◆ **Stated exercise**
Copy out each of the following lines exactly as it appears, keeping every character unchanged.

(Lines from a data collection)
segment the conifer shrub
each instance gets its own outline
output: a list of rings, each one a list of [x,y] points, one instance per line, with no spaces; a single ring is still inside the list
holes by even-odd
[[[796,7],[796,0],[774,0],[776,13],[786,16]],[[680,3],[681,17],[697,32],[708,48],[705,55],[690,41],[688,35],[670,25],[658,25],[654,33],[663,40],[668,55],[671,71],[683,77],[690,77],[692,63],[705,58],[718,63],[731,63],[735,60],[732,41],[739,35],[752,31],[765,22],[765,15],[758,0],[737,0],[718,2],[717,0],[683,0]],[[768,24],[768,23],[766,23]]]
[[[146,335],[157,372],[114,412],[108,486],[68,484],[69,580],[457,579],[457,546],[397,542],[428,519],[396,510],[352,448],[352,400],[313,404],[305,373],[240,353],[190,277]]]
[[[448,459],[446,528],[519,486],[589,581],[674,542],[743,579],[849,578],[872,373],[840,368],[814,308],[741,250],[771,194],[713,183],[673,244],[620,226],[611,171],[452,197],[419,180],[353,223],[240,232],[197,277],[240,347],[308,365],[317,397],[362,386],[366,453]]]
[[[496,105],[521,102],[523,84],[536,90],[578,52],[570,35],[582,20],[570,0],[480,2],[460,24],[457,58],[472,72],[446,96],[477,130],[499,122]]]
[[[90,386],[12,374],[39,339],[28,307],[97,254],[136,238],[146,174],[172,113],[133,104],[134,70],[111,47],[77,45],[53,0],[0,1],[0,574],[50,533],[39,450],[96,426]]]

◆ **Output for this task**
segment the conifer shrub
each instance gets its own outline
output: a list of rings, each one a list of [x,y] points, one instance per line, with no spaces; a single ring is still inside the list
holes by even-odd
[[[796,7],[796,0],[774,0],[776,13],[786,16]],[[680,3],[681,17],[697,32],[708,48],[705,55],[690,41],[688,35],[670,25],[658,25],[654,33],[663,40],[668,55],[671,71],[683,77],[690,77],[692,63],[705,58],[718,63],[731,63],[735,60],[732,41],[739,35],[752,31],[765,22],[765,15],[758,0],[737,0],[718,2],[717,0],[683,0]],[[768,24],[768,23],[766,23]]]
[[[146,335],[157,372],[114,412],[108,486],[68,484],[69,580],[457,579],[457,546],[397,542],[428,519],[396,510],[352,448],[352,400],[313,404],[305,373],[240,353],[190,277]]]
[[[448,459],[446,528],[519,486],[589,581],[674,542],[743,579],[849,578],[872,373],[840,368],[814,308],[741,250],[771,194],[713,183],[673,244],[620,226],[611,171],[452,197],[419,180],[353,223],[240,232],[197,277],[240,347],[308,365],[317,397],[362,386],[366,453]]]
[[[496,105],[521,102],[523,84],[536,90],[578,52],[570,35],[582,20],[570,0],[480,2],[460,24],[457,58],[472,72],[446,96],[477,130],[499,122]]]
[[[90,386],[12,374],[39,339],[28,307],[97,254],[136,238],[146,174],[172,113],[133,104],[134,70],[111,47],[77,45],[53,0],[0,1],[0,574],[50,533],[39,450],[96,426]]]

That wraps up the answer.